**THINGS TO DO:**
a) Could you retype the stretch from "The crushes were" through "to the item)." in the memoir passage about staged teenage dates, keeping every word and mark intact?
b) Can you extend the memoir passage about staged teenage dates and real friendships, starting right after its last sentence?

(SUPPLIED PASSAGE Opens)

The crushes were easy and many, compared to the real boys. Being privately tutored, I had no classmates. But clippings from this period remind me that by the time I was fifteen, in order to smooth my “transition” to adult stardom, my press agent had already begun placing discreet items about dates that had been deliberately constructed for the purpose of the item. So there just happened to be photographers present when I “dated” Sal Mineo—who was pleasant enough, though I was well aware he was considerably older, totally uninterested in me, and gay (which, in that tightly closeted time, was probably the reason
his
press agent agreed to the item).

I did become friends with Warren Lyons, one of the four sons of the New
York Post
columnist Leonard Lyons and his wife, Sylvia. The “romance” had been arranged at first, but turned into a real friendship, and I liked visiting the cheerful chaos of the Lyons household at The Beresford apartments on the Upper West Side, where the toddler, Jeffrey—today a film critic—would run around laughing, half-naked, while his older brothers played indoor basketball. My name appeared frequently in Lyons's column during these years, which might be why my mother so approved of the Saturday afternoon “dates” I had with Warren—tea dances, movies, rowing in Central Park, matinees, Scrabble matches. Then there was Ronnie Welsh, who had briefly played Dagmar's first date on
Mama
and had become my sole kid-actor pal. Our mothers loathed one another, but Ronnie and I spent many happy hours acting sophisticated, fancying ourselves as blase characters from a Noel Coward play—preferably
Private Lives
—and we managed to stay in touch even as adults, until his untimely death in the early 1990s.

(SUPPLIED PASSAGE Closes)
(STORED DATA Opens)

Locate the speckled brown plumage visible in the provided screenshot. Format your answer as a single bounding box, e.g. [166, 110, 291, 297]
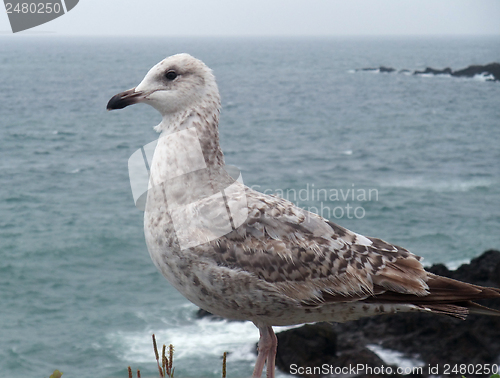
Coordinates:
[108, 54, 500, 378]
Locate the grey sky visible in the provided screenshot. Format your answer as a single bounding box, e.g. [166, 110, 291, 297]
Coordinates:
[0, 0, 500, 36]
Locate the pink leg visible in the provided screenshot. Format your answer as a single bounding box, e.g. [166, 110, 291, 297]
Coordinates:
[252, 326, 278, 378]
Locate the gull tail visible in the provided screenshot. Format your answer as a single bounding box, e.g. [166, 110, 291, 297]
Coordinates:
[365, 273, 500, 319]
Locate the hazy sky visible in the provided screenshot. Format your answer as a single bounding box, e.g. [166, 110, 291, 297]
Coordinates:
[0, 0, 500, 36]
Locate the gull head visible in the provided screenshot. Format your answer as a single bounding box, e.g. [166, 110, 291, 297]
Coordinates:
[107, 54, 220, 118]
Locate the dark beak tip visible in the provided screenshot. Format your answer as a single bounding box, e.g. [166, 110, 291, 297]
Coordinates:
[106, 88, 141, 111]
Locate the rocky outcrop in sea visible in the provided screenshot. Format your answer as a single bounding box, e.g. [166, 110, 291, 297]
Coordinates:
[355, 63, 500, 81]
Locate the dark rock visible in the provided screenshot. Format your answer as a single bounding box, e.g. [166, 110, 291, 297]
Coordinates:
[276, 250, 500, 378]
[356, 63, 500, 81]
[413, 67, 453, 75]
[356, 66, 396, 73]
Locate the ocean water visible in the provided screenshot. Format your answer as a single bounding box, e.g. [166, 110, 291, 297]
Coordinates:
[0, 36, 500, 378]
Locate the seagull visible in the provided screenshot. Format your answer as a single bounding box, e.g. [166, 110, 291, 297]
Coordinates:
[107, 54, 500, 378]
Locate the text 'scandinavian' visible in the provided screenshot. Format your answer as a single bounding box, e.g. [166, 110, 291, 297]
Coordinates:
[107, 54, 500, 378]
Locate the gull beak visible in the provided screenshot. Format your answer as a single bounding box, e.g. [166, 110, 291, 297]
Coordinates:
[106, 88, 146, 110]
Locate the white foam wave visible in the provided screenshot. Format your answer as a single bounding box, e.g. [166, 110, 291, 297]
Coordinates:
[380, 177, 493, 192]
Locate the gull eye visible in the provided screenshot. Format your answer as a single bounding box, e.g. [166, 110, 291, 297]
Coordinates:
[165, 71, 177, 81]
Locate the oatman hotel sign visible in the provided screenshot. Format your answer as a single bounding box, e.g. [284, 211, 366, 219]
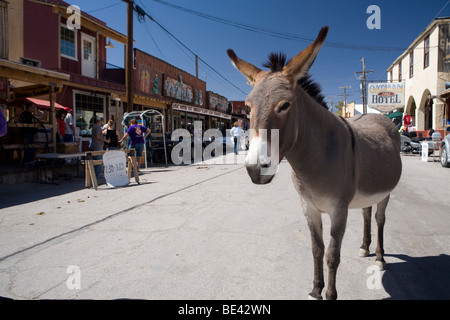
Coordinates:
[367, 82, 405, 112]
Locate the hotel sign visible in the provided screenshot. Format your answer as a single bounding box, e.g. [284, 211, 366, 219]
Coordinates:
[367, 82, 405, 112]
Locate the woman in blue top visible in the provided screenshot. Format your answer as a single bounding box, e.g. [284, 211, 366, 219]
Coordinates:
[119, 119, 151, 170]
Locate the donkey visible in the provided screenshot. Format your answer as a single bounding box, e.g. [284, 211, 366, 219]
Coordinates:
[227, 27, 402, 300]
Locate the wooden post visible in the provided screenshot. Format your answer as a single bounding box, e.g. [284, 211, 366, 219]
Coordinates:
[50, 84, 57, 153]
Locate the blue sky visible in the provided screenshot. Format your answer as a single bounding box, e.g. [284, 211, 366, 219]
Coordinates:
[70, 0, 450, 104]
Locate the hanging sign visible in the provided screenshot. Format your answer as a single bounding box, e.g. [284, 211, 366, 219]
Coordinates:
[367, 82, 405, 112]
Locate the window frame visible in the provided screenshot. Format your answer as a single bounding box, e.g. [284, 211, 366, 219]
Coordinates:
[59, 23, 78, 61]
[73, 90, 108, 138]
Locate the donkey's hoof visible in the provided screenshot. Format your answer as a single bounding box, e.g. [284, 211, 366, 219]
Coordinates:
[375, 260, 386, 271]
[359, 248, 369, 257]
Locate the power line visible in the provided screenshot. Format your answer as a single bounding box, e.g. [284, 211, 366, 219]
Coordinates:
[86, 1, 122, 13]
[153, 0, 408, 51]
[135, 1, 248, 95]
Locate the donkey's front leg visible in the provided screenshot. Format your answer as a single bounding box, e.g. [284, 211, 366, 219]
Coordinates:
[326, 208, 348, 300]
[305, 206, 325, 300]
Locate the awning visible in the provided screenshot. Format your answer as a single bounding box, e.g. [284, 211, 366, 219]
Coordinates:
[9, 98, 71, 111]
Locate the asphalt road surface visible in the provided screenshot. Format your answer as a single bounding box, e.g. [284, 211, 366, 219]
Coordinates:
[0, 156, 450, 300]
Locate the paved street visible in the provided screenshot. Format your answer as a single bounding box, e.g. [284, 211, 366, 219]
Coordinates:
[0, 156, 450, 299]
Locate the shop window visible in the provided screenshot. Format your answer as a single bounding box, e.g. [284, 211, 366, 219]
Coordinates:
[75, 93, 105, 137]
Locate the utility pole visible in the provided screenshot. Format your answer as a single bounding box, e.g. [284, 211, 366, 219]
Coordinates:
[355, 57, 373, 114]
[338, 86, 351, 118]
[122, 0, 134, 112]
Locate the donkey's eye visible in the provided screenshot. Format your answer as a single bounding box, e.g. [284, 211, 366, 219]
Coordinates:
[278, 102, 291, 112]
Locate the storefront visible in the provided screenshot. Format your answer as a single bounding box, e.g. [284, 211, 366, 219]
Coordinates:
[171, 103, 231, 133]
[0, 59, 69, 161]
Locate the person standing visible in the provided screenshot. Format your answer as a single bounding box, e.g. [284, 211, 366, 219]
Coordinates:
[230, 121, 243, 154]
[19, 103, 37, 163]
[56, 109, 67, 142]
[91, 116, 111, 179]
[119, 119, 151, 171]
[103, 120, 119, 150]
[64, 108, 75, 142]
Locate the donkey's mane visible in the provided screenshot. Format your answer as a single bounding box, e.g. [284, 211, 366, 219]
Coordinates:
[263, 52, 328, 109]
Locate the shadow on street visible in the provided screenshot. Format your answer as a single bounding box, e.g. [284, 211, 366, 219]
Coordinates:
[382, 254, 450, 300]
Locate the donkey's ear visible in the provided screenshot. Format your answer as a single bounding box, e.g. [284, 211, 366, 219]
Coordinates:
[227, 49, 265, 87]
[283, 26, 328, 83]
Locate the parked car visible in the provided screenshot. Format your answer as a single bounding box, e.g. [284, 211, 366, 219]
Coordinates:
[441, 134, 450, 167]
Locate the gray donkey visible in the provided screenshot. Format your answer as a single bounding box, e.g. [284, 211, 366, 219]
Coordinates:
[227, 27, 402, 299]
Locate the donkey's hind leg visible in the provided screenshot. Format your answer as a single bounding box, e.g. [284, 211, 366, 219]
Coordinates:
[375, 195, 390, 270]
[359, 207, 372, 257]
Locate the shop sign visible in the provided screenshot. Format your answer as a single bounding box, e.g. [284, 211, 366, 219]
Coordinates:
[367, 82, 405, 112]
[103, 151, 130, 188]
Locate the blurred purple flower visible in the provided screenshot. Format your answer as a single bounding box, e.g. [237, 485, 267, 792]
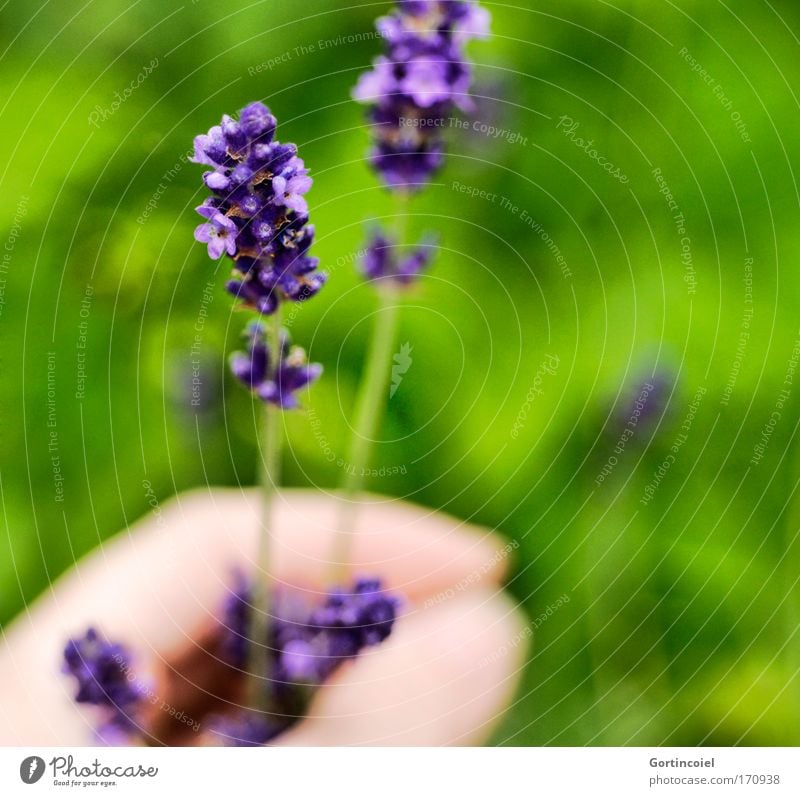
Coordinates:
[353, 0, 489, 190]
[230, 321, 322, 409]
[361, 229, 436, 285]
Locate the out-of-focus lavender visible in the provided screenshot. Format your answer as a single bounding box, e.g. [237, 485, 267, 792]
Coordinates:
[62, 628, 147, 745]
[231, 321, 322, 409]
[353, 0, 489, 190]
[361, 229, 436, 285]
[63, 575, 399, 746]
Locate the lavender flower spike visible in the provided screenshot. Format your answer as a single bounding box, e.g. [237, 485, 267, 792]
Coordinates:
[353, 0, 489, 190]
[230, 321, 322, 409]
[192, 102, 325, 315]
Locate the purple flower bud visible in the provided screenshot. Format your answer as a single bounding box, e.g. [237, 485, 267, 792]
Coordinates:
[361, 228, 436, 285]
[63, 628, 144, 712]
[194, 102, 325, 315]
[353, 0, 489, 190]
[230, 321, 322, 409]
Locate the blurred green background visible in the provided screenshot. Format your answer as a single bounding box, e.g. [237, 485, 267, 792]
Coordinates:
[0, 0, 800, 745]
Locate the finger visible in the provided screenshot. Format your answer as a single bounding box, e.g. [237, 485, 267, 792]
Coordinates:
[0, 490, 520, 743]
[280, 587, 530, 746]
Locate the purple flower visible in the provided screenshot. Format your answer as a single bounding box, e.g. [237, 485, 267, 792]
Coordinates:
[210, 710, 289, 746]
[230, 321, 322, 409]
[62, 628, 147, 746]
[64, 573, 400, 746]
[192, 102, 325, 315]
[63, 628, 143, 708]
[353, 0, 489, 190]
[361, 229, 436, 285]
[194, 205, 237, 260]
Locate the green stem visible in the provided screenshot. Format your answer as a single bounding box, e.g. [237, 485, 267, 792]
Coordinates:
[782, 432, 800, 695]
[332, 284, 400, 579]
[247, 310, 283, 712]
[331, 192, 409, 581]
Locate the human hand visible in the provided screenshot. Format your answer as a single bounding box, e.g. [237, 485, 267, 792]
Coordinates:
[0, 489, 529, 746]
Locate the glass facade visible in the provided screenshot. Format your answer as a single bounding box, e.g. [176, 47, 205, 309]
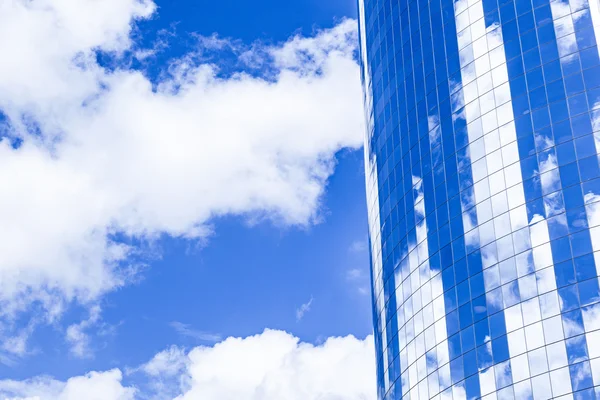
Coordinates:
[359, 0, 600, 400]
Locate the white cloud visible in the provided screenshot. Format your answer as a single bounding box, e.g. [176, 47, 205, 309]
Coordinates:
[169, 321, 222, 343]
[296, 296, 314, 322]
[0, 369, 136, 400]
[0, 0, 363, 324]
[0, 330, 376, 400]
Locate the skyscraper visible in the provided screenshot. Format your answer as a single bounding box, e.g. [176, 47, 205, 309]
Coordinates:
[359, 0, 600, 400]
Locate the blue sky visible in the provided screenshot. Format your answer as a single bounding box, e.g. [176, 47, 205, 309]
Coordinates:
[0, 0, 374, 399]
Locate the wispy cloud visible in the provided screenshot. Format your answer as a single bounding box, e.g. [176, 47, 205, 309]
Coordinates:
[67, 306, 102, 358]
[296, 296, 314, 322]
[169, 321, 222, 343]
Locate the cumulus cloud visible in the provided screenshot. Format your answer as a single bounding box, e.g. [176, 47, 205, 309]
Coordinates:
[0, 0, 363, 322]
[0, 330, 376, 400]
[0, 369, 136, 400]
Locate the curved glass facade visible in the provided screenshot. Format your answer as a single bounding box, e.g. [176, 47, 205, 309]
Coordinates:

(STORED DATA Closes)

**SOLVED PROBLEMS:**
a)
The crushes were easy and many, compared to the real boys. Being privately tutored, I had no classmates. But clippings from this period remind me that by the time I was fifteen, in order to smooth my “transition” to adult stardom, my press agent had already begun placing discreet items about dates that had been deliberately constructed for the purpose of the item. So there just happened to be photographers present when I “dated” Sal Mineo—who was pleasant enough, though I was well aware he was considerably older, totally uninterested in me, and gay (which, in that tightly closeted time, was probably the reason
his
press agent agreed to the item).

b)
There were other so-called dates, organized by my mother throughout my teens. God knows where she found these guys—some were sons of men at the brokerage firm where she went to play the market. One of them was a Harvard medical student she liked. He had the unfortunate name of Floyd, but he did introduce me to the pleasures of paella. He was unhappy about my being an actress but relieved when I told him I planned to stop. However, when I added (rather haughtily, I'm sure) that I intended to be a writer, he mulled that over, then offered his unsolicited reassurances
with a wink: “I guess that would be okay. Every young wife should have a hobby. Some women do ceramics.” That was it for Floyd. Back home, Faith and I had a screamer over how I should cultivate him for his “potential.” I remember yelling, “
Why
should I cultivate him, Mommie? He's a med student, not a garden!”

There was also Tony, a quiet young man from a wealthy Boston family Faith found acceptable, whom I liked for other reasons: he waltzed divinely and was (secretly from his parents) a Quaker. But when he and I started to
be
friends, my mother changed. Whenever I saw him, she'd ask, “girlfriend to girlfriend,” how it was going, what had we done and talked about. Since I no longer would tell her every detail, that was the kiss of death to my seeing Tony.